**WRITTEN EXERCISE A**.
Rewrite the paragraph of the email that begins "So it's not really recursion" as a brief bulleted list that keeps its main facts.
**** GIVEN PASSAGE ****
Re: [PATCH 2/9] xfs: introduce and use KM_NOLOCKDEP to silence reclaim lockdep false positives

From: Dave Chinner
Date: Tue Dec 20 2016 - 16:39:17 EST


On Mon, Dec 19, 2016 at 02:06:19PM -0800, Darrick J. Wong wrote:
> On Tue, Dec 20, 2016 at 08:24:13AM +1100, Dave Chinner wrote:
> > On Thu, Dec 15, 2016 at 03:07:08PM +0100, Michal Hocko wrote:
> > > From: Michal Hocko <mhocko@xxxxxxxx>
> > >
> > > Now that the page allocator offers __GFP_NOLOCKDEP let's introduce
> > > KM_NOLOCKDEP alias for the xfs allocation APIs. While we are at it
> > > also change KM_NOFS users introduced by b17cb364dbbb ("xfs: fix missing
> > > KM_NOFS tags to keep lockdep happy") and use the new flag for them
> > > instead. There is really no reason to make these allocations contexts
> > > weaker just because of the lockdep which even might not be enabled
> > > in most cases.
> > >
> > > Signed-off-by: Michal Hocko <mhocko@xxxxxxxx>
> >
> > I'd suggest that it might be better to drop this patch for now -
> > it's not necessary for the context flag changeover but does
> > introduce a risk of regressions if the conversion is wrong.
>
> I was just about to write in that while I didn't see anything obviously
> wrong with the NOFS removals, I also don't know for sure that we can't
> end up recursively in those code paths (specifically the directory
> traversal thing).

The issue is with code paths that can be called from both inside and
outside transaction context - lockdep complains when it sees an
allocation path that is used with both GFP_NOFS and GFP_KERNEL
context, as it doesn't know that the GFP_KERNEL usage is safe or
not.

So things like the directory buffer path, which can be called from
readdir without a transaction context, have various KM_NOFS flags
scattered through it so that lockdep doesn't get all upset every
time readdir is called...

There are other cases like this - btree manipulation via bunmapi()
can be called without transaction context to remove delayed alloc
extents, and that puts all of the btree cursor and incore extent
list handling in the same boat (all those allocations are KM_NOFS),
etc.

So it's not really recursion that is the problem here - it's
different allocation contexts that lockdep can't know about unless
it's told about them. We've done that with KM_NOFS in the past; in
future we should use this KM_NOLOCKDEP flag, though I'd prefer a
better name for it. e.g. KM_NOTRANS to indicate that the allocation
can occur both inside and outside of transaction context....

Cheers,

Dave.
--
Dave Chinner
david@xxxxxxxxxxxxx
**** RECORDS ****
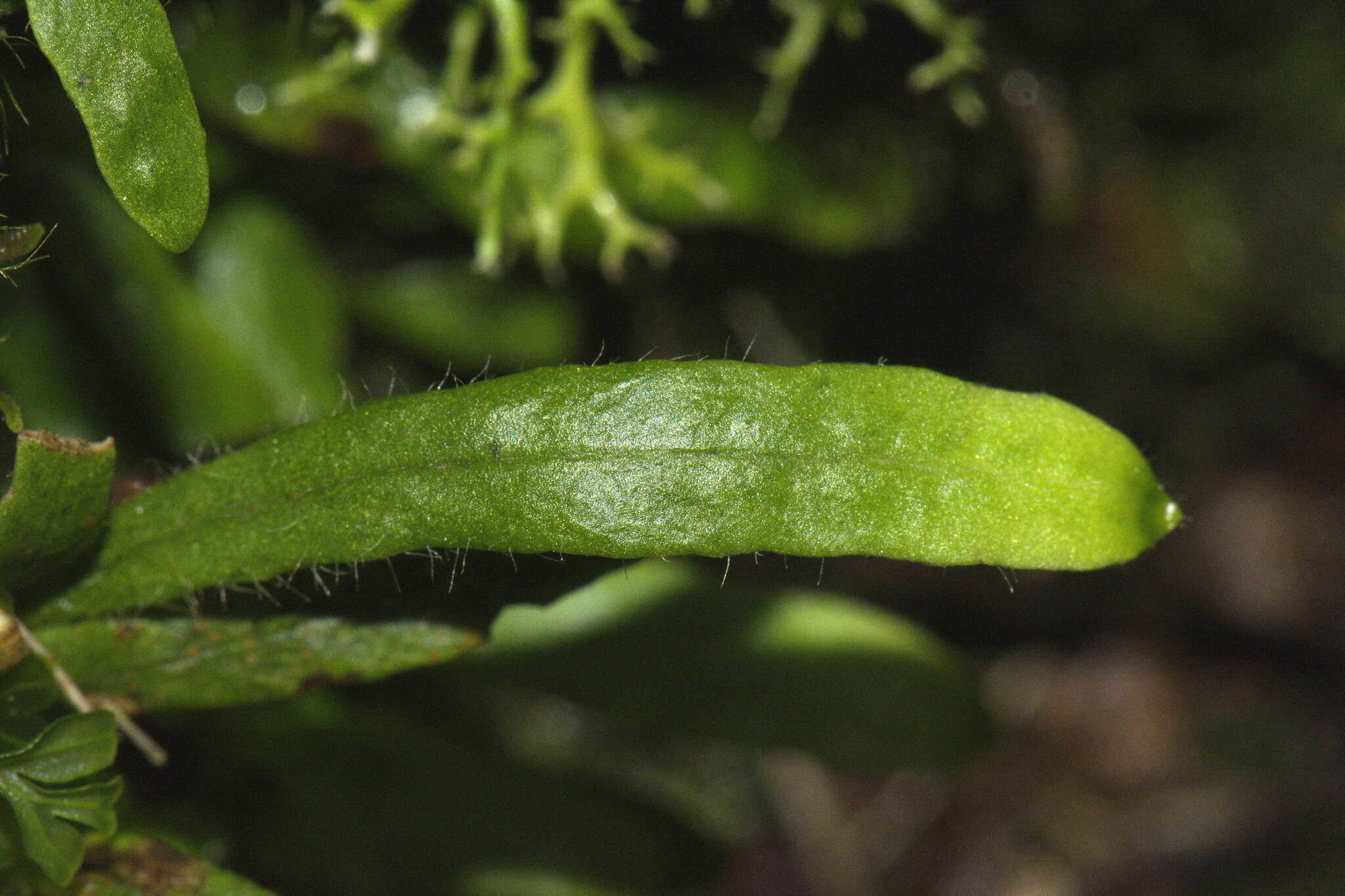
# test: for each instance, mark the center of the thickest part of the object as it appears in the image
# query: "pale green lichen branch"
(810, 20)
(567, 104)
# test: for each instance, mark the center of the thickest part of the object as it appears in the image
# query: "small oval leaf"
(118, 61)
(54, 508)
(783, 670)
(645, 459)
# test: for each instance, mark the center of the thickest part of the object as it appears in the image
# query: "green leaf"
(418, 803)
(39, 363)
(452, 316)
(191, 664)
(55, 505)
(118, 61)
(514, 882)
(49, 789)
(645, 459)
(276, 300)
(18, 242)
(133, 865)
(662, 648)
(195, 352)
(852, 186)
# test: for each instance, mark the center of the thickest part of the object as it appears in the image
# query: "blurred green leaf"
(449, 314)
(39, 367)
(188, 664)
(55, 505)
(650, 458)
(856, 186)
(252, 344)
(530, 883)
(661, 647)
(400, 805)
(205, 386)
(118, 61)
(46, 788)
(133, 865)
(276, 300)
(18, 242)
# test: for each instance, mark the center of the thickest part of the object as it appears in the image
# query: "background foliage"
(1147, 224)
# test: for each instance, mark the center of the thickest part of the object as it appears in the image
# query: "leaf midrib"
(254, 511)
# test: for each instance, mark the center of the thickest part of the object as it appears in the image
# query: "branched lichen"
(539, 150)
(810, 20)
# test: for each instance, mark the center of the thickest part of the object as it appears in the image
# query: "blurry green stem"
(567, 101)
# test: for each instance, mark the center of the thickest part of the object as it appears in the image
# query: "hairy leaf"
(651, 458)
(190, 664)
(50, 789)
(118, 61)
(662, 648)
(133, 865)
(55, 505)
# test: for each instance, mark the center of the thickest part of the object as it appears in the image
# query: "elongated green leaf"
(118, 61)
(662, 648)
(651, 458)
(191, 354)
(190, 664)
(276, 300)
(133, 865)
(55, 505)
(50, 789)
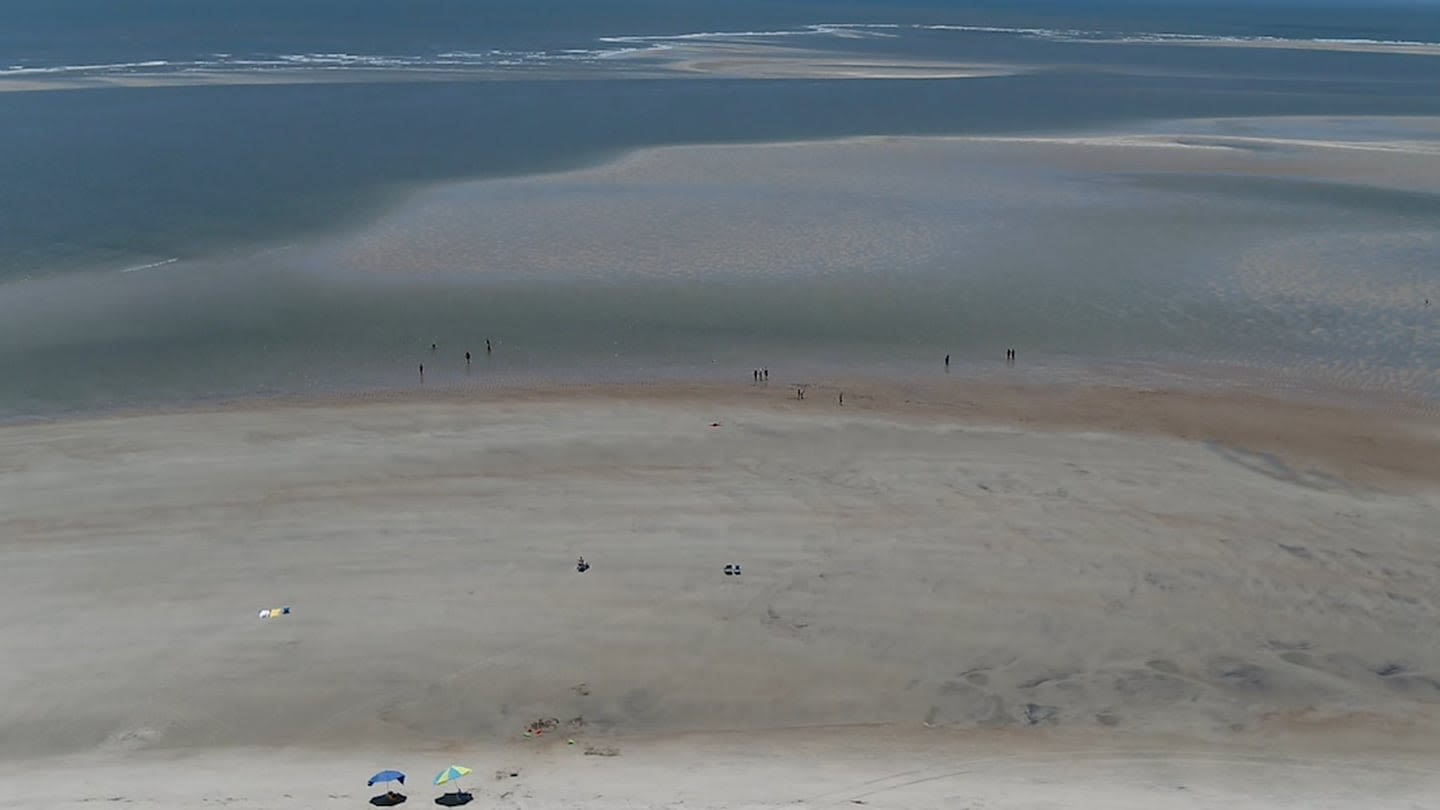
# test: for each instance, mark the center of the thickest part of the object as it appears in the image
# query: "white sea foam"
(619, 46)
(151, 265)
****
**WRITTEN EXERCISE B**.
Collect every line of the listing that contains the string "green", treating uppercase and lowercase as different.

**FULL OUTPUT A**.
- The problem is not recursion but different allocation contexts that lockdep can't know about unless told.
- KM_NOFS has been used to tell it in the past.
- In the future the KM_NOLOCKDEP flag should be used instead.
- A better name is preferred, such as KM_NOTRANS, to show the allocation can occur both inside and outside transaction context.

**FULL OUTPUT B**.
# query: "pale green lichen branch"
# query: "green leaf"
# query: "blurred green leaf"
# query: "blurry green stem"
# query: "elongated green leaf"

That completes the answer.